● **JOB**
Scale the data between the line holding "For every instance of the weathered" and the end of the data, inclusive, and write out only those lines, requests included. Multiply every point coordinate in the answers by 2.1 and round to whole numbers, with halves going up.

● **EXERCISE DATA**
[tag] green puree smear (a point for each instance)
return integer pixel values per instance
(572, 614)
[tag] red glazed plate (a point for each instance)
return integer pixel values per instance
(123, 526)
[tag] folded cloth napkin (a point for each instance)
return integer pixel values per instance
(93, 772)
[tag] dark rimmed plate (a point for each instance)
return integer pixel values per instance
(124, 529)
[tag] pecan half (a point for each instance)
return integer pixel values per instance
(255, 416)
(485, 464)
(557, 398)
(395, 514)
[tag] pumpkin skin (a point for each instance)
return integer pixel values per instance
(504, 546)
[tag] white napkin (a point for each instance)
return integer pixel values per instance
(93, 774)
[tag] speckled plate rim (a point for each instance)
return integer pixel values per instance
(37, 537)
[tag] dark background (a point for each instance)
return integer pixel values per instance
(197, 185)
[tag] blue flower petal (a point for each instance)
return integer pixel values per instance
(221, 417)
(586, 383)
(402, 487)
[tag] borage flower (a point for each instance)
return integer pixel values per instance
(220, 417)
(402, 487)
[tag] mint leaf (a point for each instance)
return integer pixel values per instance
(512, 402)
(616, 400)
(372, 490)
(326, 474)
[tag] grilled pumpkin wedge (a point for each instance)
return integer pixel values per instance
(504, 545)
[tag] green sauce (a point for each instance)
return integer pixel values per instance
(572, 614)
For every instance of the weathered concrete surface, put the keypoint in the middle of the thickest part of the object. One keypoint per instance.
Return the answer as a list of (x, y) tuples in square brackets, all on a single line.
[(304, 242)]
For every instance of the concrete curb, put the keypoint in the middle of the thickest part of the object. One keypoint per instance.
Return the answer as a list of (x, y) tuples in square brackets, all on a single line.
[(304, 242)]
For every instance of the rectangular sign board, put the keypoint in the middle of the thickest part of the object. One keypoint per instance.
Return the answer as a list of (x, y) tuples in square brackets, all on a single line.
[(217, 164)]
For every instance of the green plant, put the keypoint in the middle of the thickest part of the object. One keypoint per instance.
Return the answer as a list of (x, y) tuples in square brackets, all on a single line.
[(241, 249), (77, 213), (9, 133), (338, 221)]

● **REPLY**
For every instance of the weathered concrete surface, put the keypoint in the middle of the thickest part of the object. One keypoint per instance.
Return the answer as a list of (x, y) tuples in square brackets, all on a single line.
[(638, 508)]
For every instance of the concrete curb, put the keypoint in the middle of the thickest part of the object. One keypoint per instance.
Return the answer as a list of (x, y) tuples in square brackets, all on a single line.
[(638, 508)]
For every instance of the rectangular sign board, put the keypoint in the middle of the thickest part of the object. One keypoint per instance.
Return the answer as a list of (x, y) tuples in square brackets, all on a single line.
[(456, 344)]
For every instance of the green plant, put the keypoint in the middle of the thickest part of the object. One keypoint per instance.
Return the answer as a list of (x, y) tuples in square brackets, all on a single line.
[(506, 523), (162, 447), (19, 279), (710, 464)]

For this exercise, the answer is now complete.